____ Fragmento seleccionado

Corrupción y sobornos. Pagos indebidos con fondos públicos. Familias y amigos. De eso estuvo hecha durante mucho tiempo la política en España. Abundó en la Restauración, en las décadas finales del siglo XIX y comienzos del XX, en ese complejo entramado que Joaquín Costa definió con el binomio "oligarquía y caciquismo", y se generalizó como práctica política durante la dictadura de Franco, cuando los vencedores en la guerra civil y los adictos al Generalísimo hicieron de España su particular cortijo. La Segunda República, el primer régimen democrático, parlamentario y constitucional de nuestra historia, conoció también un sonado escándalo, y los manejos de políticos de segunda y tercera fila con sus amigos promotores y constructores salpican todavía hoy a la ya madura democracia. Aunque la historia nos enseña alguna que otra lección, lo que ocurre en la actualidad convierte en minucia a las corruptelas del pasado.

________
____ Filas de datos

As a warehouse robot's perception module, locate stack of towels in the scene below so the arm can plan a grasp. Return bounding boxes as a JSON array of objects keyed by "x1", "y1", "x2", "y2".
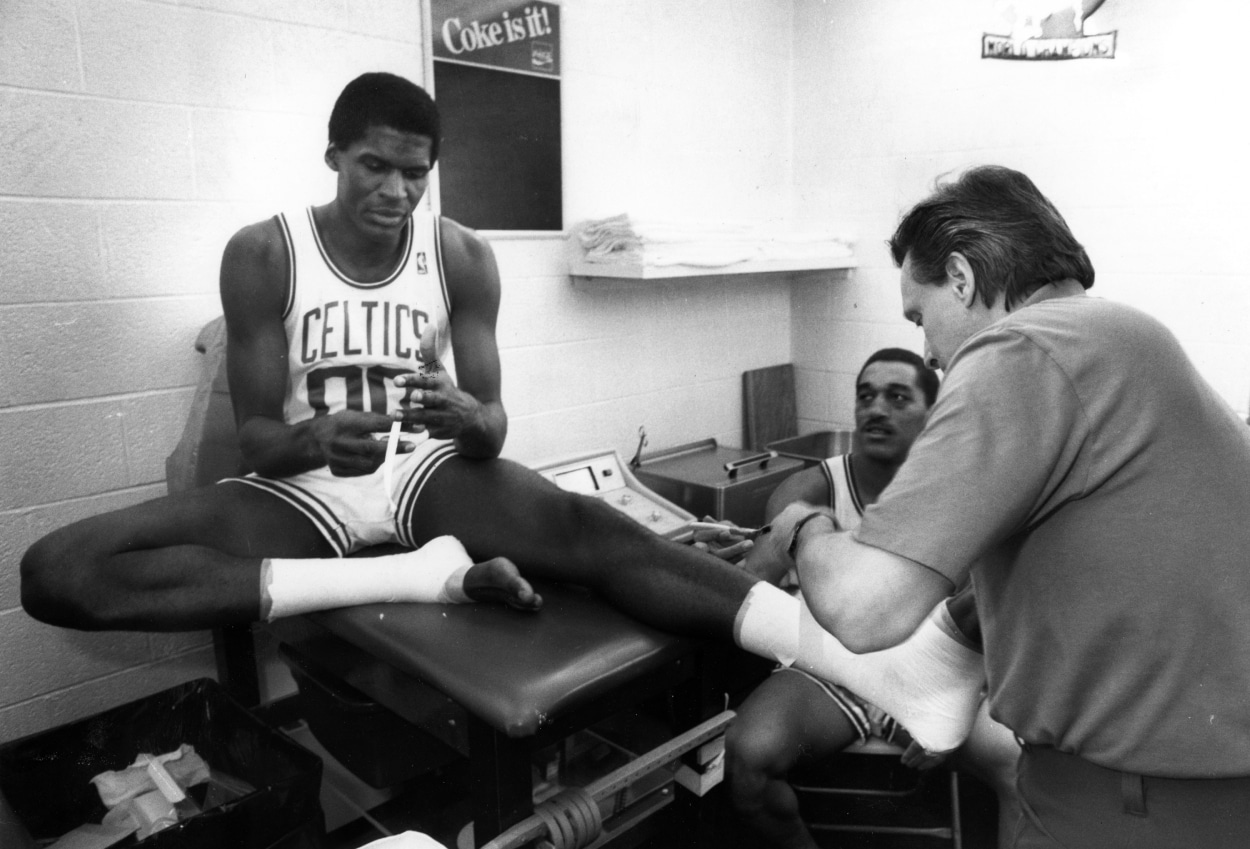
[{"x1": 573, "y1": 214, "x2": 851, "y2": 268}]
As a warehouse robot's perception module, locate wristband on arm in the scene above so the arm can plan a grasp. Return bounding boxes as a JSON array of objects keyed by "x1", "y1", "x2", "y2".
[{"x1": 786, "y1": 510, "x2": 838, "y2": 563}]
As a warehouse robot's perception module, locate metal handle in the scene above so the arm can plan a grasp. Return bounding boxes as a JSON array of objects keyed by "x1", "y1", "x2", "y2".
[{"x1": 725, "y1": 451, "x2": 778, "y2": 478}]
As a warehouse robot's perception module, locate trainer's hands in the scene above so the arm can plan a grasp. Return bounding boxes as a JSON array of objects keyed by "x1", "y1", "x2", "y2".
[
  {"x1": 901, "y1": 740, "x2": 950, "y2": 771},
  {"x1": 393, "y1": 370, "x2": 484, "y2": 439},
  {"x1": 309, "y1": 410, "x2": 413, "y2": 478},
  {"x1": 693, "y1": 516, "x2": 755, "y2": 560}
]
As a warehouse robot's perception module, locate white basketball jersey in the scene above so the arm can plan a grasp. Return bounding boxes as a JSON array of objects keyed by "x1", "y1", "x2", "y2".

________

#### Consigna
Prolonga el fragmento sobre la corrupción en la política española a partir de su última oración, manteniendo el mismo tono y estilo.

#### Resultado obtenido
Una trama de corrupción y sobornos acabó en 1935 con la vida política de Alejandro Lerroux, el viejo dirigente republicano del Partido Radical que presidía entonces el Gobierno. Ese año, Daniel Strauss, un hombre de oscuros negocios que se hacía pasar por holandés, pero en realidad era de origen alemán y de nacionalidad mexicana, intentó introducir en España un juego de ruleta, y para obtener la licencia entregó varias cantidades de dinero y relojes de oro a algunos miembros del Partido Radical, entre quienes se encontraba Aurelio Lerroux, hijo adoptivo del líder radical. La legalización, pese a las cantidades pagadas, no llegó, y los dos inventores y promotores del juego, Strauss y Perl, buscaron una compensación y airear el escándalo.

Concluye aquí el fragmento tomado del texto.